# The Fashion Police: British bobbies tired of foot high helmets toppling off



## kwflatbed (Dec 29, 2004)

*London plans haute cop-ture*









British police officer, 2006. (AP Photo/Hermann 

LONDON - Scotland Yard has called the fashion police.
The bobby's uniform of the British police force may be iconic, but many officers are tired of their foot-high helmets toppling off when they chase suspects. 
The force has recruited students from the London College of Fashion, whose alumni include shoemaker-for-the-stars Jimmy Choo, to help redesign the uniform for the 21st Century, Metropolitan Police Deputy Assistant Commissioner Steve Roberts said Sunday.
As part of the project, students will reassess the bell-shaped helmets, which are made of cork.
"We will be working with the London College of Fashion to see how we can retain the traditions of the Met while ensuring our uniform is fit for 21st Century policing," Roberts said.
Members of the public, police officers and the Metropolitan Police Authority will be asked for their opinions on the new design, and a group of 50 male and female officers will test it, police said.

Information From: AP Wire Services


----------



## Inspector (Nov 13, 2006)

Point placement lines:
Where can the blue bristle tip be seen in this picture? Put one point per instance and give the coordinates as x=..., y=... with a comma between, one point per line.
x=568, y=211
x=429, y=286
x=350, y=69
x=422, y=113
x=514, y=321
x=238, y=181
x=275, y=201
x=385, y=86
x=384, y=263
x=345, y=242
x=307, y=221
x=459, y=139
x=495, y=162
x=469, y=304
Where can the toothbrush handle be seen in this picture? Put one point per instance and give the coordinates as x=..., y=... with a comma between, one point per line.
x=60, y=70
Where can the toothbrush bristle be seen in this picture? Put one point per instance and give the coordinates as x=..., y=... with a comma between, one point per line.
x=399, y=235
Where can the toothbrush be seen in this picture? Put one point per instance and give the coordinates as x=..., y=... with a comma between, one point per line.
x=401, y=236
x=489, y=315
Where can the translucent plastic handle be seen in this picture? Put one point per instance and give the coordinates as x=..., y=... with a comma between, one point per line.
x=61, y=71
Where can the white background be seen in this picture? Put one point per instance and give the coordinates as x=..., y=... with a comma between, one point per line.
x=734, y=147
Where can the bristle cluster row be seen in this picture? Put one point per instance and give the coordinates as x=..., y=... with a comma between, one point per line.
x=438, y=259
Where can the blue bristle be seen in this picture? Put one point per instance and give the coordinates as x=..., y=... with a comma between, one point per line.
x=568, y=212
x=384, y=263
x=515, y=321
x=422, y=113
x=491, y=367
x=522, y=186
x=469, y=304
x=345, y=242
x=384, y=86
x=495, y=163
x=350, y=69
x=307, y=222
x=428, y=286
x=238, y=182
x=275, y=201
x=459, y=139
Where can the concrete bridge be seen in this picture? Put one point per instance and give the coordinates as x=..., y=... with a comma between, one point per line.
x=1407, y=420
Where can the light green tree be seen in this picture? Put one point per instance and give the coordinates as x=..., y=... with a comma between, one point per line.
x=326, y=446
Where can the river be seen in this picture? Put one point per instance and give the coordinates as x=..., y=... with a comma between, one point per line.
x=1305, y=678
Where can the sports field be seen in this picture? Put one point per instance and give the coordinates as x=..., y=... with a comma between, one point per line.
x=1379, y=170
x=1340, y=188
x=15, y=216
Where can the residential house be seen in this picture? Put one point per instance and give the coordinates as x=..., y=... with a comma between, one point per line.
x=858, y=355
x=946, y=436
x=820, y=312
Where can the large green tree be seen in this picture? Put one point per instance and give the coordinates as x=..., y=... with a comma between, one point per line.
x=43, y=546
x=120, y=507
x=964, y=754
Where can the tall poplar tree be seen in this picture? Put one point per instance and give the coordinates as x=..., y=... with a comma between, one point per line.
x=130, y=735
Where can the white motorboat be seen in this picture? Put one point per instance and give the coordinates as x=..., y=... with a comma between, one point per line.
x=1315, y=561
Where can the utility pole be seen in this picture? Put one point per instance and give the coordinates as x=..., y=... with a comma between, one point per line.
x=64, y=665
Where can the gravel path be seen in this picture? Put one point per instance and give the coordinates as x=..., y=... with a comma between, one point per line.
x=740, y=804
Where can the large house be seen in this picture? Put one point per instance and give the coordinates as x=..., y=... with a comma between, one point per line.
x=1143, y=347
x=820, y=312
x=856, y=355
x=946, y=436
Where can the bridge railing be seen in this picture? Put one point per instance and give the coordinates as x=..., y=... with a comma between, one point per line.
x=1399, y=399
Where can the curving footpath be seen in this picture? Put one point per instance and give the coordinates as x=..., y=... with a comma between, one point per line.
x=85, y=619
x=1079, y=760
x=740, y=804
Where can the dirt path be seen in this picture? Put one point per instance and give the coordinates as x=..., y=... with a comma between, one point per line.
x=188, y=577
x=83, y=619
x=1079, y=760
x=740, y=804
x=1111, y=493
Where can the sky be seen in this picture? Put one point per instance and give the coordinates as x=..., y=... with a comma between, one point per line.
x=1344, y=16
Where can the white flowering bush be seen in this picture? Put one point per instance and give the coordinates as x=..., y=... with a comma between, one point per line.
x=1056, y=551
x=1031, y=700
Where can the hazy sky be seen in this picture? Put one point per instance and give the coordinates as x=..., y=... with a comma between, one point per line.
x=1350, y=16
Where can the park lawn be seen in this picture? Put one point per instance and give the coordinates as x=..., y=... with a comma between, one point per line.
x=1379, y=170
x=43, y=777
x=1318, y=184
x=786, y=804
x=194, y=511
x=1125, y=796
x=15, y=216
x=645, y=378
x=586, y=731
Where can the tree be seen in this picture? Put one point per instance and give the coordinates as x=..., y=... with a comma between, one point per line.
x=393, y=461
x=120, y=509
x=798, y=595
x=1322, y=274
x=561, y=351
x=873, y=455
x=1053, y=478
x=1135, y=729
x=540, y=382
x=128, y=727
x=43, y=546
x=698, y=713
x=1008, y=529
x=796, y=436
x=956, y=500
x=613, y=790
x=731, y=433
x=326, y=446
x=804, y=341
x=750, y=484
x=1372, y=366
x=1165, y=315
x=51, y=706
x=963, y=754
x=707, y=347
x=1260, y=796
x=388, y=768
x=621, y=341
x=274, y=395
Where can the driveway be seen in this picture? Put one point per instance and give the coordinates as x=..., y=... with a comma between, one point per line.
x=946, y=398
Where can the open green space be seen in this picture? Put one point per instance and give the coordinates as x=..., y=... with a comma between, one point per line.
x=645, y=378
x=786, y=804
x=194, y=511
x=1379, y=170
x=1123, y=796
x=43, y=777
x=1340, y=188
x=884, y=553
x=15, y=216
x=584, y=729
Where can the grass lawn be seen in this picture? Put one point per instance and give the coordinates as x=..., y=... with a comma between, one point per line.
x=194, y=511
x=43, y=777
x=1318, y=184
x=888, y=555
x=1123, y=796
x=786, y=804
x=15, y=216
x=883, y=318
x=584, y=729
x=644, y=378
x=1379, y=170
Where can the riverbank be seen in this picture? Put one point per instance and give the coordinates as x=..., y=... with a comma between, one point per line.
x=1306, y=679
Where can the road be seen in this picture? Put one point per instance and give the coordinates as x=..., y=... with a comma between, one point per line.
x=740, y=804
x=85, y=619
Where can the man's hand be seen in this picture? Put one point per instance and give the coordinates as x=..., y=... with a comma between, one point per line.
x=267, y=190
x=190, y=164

:: PROBLEMS TO WORK ON ::
[a] From the police uniform thread, reproduce the part that opens with the words containing "As part of the" and closes with "(Nov 13, 2006)".
[b] Shorten the paragraph of the police uniform thread that begins "Members of the public, police officers" while keeping its main facts.
[c] Pick up the police uniform thread after its last line and carry it on.
These lines were taken from a separate source.

:: ANSWERS IN ORDER ::
[a]
As part of the project, students will reassess the bell-shaped helmets, which are made of cork.
"We will be working with the London College of Fashion to see how we can retain the traditions of the Met while ensuring our uniform is fit for 21st Century policing," Roberts said.
Members of the public, police officers and the Metropolitan Police Authority will be asked for their opinions on the new design, and a group of 50 male and female officers will test it, police said.

Information From: AP Wire Services


----------



## Inspector (Nov 13, 2006)

[b] The public, police officers and the Metropolitan Police Authority will give opinions on the new design, and 50 male and female officers will test it.

[c]
British police have used these helmets only when assigned to foot patrol. Cruiser officers have long lost the traditional head garb as it could not be word in a car. Their hats were more like our uniform hats (like the one seen in the background but dark blue). History tells us the traditional "Bobby Helmet" was worn so an officer could quickly be spotted on the crowded streets of London. Perhaps they, like police in Bermuda, will compromise by some officers wearing the helmet in high-visibility tourist areas where their jobs consist mostly of giving directions and posing for photos while the more active officers wear more practical headgear.


----------



## IrishTrooper (Apr 11, 2007)

The British are high on tradition and for that reason the traditional police helmet will continue to be worn but only on say ceremonial occasions and public relations duties.

As previously stated, they are not worn whilst on mobile patrols and are not really suitable for modern day operational policing.

Cheers.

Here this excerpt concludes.